--- START OF TEXT SECTION ---

There is a lot of room here since you didn't define what the focus of
your course would be and who your target audience is. There was a good
presentation at FOSS4G from a Librarian at CUNY who teaches Intro to GIS
in an 8 hour workshop.
http://www.baruch.cuny.edu/geoportal/practicum/

Then there's Richard Plant's labs for QGIS which are actually a direct
conversion of the Proprietary labs he taught in his 10 week course for
many years that focused on spatial analysis (not 100% up to date with
latest QGIS methods). He specifically brought in GRASS and R whenever a
task wasn't suited to QGIS directly.
http://www.plantsciences.ucdavis.edu/plant/qgislabs.htm

Also look up Helena Mitasova's courses that exclusively use GRASS for
advanced spatial anaylsis.

I've also been a teaching assistant for a course on GIS
scripting/informatics and we do Arc, GDAL/OGR and QGIS all via python.
Similar to the course from Utah listed on the GDAL trac site.

--- END OF TEXT SECTION ---
--- START OF STORED ROWS ---

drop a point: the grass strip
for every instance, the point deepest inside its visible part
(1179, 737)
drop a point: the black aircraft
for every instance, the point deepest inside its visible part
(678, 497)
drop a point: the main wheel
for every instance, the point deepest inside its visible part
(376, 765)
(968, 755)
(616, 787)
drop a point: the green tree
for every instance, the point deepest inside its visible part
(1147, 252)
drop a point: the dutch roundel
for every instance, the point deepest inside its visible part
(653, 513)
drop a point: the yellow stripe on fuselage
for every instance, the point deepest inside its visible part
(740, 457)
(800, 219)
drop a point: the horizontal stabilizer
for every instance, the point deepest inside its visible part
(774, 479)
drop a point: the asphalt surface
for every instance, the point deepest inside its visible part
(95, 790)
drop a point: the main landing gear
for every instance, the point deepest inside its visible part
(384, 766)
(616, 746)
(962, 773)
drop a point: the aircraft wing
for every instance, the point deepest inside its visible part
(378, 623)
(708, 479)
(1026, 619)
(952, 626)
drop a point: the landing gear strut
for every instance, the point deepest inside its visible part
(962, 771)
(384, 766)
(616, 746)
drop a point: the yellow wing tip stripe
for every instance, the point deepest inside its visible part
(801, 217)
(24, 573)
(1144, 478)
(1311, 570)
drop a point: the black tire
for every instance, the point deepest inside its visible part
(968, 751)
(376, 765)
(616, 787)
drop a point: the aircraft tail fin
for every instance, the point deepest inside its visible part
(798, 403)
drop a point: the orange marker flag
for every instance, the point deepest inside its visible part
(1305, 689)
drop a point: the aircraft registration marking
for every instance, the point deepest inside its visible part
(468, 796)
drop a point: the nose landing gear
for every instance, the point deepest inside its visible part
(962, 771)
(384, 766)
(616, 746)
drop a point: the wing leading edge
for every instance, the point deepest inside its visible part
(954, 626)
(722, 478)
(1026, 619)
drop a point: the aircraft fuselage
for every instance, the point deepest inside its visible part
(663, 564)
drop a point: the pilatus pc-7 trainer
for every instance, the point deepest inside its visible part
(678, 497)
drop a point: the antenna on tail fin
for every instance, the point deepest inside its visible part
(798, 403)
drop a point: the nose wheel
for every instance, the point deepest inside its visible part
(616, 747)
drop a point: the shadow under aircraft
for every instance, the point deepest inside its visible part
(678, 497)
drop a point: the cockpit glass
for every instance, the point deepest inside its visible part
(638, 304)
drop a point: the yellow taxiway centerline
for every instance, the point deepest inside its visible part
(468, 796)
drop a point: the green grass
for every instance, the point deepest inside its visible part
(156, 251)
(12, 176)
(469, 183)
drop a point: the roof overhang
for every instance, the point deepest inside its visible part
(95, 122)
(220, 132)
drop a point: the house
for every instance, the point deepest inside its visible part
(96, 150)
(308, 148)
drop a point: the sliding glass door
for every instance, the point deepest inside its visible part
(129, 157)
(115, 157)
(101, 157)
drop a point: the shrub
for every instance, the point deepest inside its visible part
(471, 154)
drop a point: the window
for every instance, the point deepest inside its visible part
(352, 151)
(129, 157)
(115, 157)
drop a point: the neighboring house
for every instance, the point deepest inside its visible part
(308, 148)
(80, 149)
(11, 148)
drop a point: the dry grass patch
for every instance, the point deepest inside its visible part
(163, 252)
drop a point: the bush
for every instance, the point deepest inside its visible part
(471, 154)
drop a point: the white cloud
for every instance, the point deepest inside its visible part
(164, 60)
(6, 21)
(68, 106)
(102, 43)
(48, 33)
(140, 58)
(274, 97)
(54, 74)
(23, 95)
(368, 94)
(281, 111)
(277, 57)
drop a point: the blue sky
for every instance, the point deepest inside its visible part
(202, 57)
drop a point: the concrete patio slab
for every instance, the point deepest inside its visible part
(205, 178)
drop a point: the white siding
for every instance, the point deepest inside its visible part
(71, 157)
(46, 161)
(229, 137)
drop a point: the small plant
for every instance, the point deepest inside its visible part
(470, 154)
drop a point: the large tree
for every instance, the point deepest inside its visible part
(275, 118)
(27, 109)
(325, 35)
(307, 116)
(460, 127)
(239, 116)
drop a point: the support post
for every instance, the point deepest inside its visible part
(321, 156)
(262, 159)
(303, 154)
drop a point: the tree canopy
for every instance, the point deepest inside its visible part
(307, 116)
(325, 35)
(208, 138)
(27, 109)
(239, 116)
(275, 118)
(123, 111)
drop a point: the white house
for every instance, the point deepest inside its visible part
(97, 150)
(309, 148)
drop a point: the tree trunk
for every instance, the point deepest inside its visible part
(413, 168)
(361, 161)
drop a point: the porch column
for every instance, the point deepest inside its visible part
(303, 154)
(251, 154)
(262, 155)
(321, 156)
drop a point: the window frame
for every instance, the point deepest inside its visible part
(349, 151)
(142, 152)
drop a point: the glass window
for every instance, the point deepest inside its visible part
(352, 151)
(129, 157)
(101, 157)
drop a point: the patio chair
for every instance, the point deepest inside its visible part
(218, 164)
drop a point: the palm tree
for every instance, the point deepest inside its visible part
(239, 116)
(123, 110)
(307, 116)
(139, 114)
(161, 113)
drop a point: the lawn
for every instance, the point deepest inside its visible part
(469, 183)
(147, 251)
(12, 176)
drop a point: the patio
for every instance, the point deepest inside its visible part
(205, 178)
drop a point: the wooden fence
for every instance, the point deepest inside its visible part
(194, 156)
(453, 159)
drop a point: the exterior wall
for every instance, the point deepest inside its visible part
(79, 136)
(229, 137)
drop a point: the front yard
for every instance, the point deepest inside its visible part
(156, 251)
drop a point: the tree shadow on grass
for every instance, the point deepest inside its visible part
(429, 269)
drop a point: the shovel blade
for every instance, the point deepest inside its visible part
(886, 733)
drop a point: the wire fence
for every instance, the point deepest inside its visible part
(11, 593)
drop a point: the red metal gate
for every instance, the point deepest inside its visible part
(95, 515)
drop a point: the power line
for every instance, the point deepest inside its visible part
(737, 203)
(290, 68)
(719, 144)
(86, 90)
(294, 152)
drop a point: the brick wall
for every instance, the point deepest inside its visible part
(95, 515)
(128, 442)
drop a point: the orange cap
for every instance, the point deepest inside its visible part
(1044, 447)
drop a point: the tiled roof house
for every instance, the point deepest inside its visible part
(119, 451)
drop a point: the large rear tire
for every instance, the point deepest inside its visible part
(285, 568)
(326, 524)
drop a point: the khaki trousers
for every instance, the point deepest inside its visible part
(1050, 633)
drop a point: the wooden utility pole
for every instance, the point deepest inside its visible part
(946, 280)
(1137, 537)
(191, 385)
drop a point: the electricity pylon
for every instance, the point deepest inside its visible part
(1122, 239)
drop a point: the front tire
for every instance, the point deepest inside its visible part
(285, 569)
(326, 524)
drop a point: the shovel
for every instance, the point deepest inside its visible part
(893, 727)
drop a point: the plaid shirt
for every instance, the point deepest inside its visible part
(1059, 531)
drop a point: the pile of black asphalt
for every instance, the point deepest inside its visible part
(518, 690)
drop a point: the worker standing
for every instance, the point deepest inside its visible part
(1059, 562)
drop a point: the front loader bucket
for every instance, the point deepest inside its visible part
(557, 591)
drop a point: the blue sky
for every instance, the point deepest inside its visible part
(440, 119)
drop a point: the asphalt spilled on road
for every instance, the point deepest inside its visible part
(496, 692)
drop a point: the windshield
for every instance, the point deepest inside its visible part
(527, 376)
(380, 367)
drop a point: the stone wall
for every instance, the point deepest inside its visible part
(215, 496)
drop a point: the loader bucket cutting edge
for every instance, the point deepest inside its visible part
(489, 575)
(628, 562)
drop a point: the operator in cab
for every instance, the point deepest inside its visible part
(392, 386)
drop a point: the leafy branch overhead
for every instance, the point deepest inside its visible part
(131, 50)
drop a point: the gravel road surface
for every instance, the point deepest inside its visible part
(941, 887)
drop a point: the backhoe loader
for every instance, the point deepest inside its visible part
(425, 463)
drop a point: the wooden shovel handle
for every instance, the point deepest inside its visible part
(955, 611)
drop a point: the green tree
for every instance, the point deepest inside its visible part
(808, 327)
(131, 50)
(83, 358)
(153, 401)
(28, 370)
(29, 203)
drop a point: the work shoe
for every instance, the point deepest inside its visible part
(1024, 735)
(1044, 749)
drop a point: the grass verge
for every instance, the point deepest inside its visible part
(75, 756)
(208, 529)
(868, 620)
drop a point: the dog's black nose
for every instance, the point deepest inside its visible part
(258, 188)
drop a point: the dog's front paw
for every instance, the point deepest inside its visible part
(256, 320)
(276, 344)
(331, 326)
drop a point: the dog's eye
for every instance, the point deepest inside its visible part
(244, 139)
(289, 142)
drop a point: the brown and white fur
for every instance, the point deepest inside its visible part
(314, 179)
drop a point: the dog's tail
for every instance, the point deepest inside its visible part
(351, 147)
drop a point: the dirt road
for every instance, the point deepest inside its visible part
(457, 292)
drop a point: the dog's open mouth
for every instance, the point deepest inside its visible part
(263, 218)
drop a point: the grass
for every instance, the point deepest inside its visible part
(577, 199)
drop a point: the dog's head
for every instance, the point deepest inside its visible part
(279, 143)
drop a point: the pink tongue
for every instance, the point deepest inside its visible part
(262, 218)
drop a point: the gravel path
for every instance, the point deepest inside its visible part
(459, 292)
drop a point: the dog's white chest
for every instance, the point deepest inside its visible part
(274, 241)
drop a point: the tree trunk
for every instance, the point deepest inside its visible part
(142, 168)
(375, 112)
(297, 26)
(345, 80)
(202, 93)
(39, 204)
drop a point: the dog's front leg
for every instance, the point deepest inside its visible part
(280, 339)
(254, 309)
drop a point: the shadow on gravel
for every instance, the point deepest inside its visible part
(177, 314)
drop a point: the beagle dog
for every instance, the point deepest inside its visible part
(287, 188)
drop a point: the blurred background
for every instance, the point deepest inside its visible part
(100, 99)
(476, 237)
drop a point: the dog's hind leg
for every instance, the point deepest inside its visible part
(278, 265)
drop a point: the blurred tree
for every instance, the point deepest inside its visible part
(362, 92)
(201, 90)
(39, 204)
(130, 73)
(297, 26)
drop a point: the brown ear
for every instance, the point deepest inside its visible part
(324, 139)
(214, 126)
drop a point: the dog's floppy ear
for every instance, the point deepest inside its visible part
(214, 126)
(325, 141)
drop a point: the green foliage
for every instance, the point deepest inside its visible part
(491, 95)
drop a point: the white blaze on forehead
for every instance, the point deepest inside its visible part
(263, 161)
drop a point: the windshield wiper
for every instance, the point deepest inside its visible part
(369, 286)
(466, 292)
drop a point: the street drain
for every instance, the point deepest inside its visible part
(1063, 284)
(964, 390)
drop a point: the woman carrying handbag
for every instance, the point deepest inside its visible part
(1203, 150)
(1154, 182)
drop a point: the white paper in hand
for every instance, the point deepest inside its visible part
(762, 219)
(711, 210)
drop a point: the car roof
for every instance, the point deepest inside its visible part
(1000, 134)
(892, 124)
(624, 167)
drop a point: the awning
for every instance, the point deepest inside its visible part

--- END OF STORED ROWS ---

▶ _WHAT TO DO_
1. Translate this sentence from the post on GIS teaching resources into Spanish: "He specifically brought in GRASS and R whenever a task wasn't suited to QGIS directly."
2. Pick up the post on GIS teaching resources after its last sentence and keep it going.
The material isn't needed for anything here.

▶ _ANSWERS TO THE PROBLEMS_
1. Incorporaba expresamente GRASS y R siempre que una tarea no se adaptaba directamente a QGIS.

2.
One note, the Grey raster on load is not unique to QGIS, got similar
issues with Arc teaching this quarter. It depends some on the Raster
file itself and the underlying libraries. I had that problem on QGIS
1.5/1.6 but it went away with 1.7 I believe due to an upgrade or fix in
GDAL.

My observation having worked with several professors on these types of
courses is that you have to define your target concepts and skills you
want students to walk away with after the course. Then tailor the
exercises to re-enforce those specific tasks. If it's an introduction
course avoid showboating of super unique features that are not
fundamental to basic GIS.

I'd be interested in discussing this more in depth and think the
OSGeo-Edu mailing list might be a better place.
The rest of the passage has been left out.